> _WRITTEN REQUEST_:
Take the items from the line with "[pointer.input]" to the line with "# identify a point on every instance of the grassy", switch every "cracked asphalt" to "worn pavement", and return only those lines with nothing else changed.

-=-=-

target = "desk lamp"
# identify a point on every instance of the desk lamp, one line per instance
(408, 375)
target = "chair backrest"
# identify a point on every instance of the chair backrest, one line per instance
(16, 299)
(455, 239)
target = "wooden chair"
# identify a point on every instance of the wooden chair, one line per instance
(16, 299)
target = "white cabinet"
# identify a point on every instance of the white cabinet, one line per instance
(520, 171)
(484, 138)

-=-=-

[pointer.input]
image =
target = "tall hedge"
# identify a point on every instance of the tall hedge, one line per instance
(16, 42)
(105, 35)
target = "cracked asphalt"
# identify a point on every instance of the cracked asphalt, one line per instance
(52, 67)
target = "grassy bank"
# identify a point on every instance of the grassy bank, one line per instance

-=-=-

> _CORRECT RESULT_:
[pointer.input]
image =
target = "tall hedge"
# identify a point on every instance of the tall hedge, one line per instance
(16, 42)
(105, 35)
target = "worn pavement"
# identify a point on every instance of the worn pavement, one line per instance
(52, 67)
target = "grassy bank"
# identify a point on every instance of the grassy bank, one line per instance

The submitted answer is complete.